— Assigned task —
Retype precisely the section of the data that starts at the line containing "the front wheel" and runs to its final line, ends included.

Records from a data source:
• • • • •
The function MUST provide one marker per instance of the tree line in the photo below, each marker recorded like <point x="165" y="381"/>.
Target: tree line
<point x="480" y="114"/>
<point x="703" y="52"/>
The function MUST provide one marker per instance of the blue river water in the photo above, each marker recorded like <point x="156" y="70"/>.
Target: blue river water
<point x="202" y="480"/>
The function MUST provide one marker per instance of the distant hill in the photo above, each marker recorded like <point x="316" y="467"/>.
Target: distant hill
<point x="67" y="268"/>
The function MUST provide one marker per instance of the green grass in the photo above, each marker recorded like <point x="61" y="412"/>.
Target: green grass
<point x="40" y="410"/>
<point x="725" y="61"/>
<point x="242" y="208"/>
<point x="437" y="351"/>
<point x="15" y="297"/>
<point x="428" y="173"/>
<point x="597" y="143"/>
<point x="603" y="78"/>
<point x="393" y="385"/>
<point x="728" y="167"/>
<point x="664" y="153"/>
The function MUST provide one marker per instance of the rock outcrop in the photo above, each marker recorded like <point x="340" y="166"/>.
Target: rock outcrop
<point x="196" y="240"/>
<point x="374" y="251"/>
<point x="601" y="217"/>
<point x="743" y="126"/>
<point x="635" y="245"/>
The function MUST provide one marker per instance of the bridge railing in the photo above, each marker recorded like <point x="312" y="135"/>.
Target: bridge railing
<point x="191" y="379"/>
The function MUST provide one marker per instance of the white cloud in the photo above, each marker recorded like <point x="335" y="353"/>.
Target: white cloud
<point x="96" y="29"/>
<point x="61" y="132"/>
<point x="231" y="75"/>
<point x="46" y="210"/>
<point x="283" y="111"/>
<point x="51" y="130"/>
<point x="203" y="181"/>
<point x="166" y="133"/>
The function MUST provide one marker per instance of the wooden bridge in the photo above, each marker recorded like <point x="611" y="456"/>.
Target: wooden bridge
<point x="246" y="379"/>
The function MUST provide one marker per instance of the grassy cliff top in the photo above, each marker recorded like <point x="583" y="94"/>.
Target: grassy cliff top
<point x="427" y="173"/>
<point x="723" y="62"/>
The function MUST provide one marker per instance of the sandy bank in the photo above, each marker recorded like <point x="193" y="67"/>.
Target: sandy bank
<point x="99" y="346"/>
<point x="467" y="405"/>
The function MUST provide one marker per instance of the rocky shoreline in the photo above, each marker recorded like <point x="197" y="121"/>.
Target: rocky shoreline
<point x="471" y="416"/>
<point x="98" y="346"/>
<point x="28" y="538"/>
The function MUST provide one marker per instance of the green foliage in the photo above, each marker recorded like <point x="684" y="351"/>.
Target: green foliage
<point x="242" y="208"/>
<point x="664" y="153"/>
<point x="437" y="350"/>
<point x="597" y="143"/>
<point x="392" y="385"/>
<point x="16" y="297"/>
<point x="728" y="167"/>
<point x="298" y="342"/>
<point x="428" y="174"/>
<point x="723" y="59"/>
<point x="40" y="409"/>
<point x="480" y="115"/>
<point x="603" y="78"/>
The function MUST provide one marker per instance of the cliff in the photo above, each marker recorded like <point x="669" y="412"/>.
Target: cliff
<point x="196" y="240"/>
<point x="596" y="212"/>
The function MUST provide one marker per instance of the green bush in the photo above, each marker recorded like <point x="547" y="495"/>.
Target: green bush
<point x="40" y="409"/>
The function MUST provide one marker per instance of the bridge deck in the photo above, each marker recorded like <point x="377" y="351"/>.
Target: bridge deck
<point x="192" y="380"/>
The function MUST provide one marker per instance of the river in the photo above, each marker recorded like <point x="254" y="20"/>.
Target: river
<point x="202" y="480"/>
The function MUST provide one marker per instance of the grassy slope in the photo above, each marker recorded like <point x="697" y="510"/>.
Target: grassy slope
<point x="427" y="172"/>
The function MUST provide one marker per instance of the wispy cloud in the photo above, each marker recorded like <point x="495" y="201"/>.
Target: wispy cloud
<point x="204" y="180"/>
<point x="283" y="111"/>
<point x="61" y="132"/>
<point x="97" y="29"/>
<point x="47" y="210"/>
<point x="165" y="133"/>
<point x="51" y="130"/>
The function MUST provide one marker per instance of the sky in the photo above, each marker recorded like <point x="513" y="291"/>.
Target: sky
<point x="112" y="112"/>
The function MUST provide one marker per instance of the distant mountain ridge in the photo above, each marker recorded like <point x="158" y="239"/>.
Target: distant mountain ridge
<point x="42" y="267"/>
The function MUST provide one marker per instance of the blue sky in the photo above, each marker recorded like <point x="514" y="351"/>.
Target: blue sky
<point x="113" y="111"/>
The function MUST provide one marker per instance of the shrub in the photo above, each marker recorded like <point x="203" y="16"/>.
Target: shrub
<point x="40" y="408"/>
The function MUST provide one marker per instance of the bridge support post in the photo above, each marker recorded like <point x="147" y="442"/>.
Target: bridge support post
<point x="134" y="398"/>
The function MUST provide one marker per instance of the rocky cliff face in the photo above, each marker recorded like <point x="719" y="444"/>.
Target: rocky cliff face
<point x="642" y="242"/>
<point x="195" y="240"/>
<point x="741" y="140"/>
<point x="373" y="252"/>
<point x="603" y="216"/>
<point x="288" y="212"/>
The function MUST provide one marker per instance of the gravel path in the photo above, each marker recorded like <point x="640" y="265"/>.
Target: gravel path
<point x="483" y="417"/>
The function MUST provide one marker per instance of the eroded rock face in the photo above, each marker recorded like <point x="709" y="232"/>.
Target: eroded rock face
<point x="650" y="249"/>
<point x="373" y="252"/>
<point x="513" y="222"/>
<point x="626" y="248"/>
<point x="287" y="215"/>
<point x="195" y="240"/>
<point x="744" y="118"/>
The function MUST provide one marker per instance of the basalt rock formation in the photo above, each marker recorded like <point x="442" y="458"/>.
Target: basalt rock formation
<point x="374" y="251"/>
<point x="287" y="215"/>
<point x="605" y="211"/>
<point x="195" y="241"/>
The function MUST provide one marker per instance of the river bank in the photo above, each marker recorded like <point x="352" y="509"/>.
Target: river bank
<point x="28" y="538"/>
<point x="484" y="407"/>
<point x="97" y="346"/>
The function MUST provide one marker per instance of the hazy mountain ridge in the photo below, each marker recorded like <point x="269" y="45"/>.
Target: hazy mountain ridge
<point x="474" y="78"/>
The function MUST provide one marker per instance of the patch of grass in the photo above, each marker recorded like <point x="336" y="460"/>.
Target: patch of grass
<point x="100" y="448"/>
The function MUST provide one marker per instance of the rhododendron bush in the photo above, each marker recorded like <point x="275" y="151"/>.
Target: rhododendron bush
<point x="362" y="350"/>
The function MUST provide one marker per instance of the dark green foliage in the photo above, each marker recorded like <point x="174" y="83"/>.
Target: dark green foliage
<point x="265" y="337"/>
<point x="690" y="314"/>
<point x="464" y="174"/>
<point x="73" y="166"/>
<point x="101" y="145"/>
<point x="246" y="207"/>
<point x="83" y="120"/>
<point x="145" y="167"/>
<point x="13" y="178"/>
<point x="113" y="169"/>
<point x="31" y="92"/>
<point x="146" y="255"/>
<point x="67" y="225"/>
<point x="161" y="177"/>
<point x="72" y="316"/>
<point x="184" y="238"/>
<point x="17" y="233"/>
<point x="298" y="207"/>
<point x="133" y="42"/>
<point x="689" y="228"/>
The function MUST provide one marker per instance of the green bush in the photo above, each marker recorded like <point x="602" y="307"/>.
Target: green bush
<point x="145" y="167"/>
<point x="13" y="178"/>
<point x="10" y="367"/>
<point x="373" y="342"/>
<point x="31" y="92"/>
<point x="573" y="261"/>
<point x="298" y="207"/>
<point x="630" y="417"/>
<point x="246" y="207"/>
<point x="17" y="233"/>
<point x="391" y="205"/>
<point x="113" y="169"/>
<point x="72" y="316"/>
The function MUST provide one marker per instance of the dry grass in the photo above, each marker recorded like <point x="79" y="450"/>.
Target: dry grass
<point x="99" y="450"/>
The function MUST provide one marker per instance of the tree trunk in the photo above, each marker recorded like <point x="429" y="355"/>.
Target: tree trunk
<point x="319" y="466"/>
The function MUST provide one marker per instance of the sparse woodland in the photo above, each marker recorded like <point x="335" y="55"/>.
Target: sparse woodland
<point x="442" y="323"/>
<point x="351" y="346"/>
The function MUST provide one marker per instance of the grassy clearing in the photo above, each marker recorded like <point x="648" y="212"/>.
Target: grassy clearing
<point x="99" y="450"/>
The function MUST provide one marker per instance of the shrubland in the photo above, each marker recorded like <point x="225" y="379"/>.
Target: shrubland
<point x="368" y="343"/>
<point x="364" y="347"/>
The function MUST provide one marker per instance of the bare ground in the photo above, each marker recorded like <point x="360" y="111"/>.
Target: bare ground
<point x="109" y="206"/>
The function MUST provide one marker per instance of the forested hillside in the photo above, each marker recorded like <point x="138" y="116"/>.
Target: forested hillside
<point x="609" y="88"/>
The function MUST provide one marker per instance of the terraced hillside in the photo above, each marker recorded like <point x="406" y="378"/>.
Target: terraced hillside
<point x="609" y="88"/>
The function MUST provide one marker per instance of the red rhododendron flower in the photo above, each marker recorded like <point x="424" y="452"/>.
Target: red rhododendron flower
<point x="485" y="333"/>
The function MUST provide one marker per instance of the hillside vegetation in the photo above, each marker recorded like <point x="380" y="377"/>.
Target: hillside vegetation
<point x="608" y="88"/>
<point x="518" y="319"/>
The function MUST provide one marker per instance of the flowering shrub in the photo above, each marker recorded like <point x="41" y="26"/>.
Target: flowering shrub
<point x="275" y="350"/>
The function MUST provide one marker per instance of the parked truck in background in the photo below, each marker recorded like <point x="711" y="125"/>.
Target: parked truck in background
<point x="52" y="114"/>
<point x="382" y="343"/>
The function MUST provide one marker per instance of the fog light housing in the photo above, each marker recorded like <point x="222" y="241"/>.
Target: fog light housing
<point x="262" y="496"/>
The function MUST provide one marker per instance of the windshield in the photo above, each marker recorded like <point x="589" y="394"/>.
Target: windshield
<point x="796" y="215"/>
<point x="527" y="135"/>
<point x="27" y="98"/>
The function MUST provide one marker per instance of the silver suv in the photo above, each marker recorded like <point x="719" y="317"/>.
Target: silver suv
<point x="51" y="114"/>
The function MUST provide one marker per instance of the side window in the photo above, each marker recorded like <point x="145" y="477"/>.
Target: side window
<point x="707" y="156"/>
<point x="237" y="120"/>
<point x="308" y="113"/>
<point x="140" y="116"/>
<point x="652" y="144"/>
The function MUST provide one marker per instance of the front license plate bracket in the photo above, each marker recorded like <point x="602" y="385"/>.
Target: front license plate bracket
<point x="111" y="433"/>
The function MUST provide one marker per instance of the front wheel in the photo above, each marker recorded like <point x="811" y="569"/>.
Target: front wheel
• • • • •
— Written answer —
The function MUST provide one marker per instance of the front wheel in the photo above, each marker recorded like <point x="811" y="569"/>.
Target: front wheel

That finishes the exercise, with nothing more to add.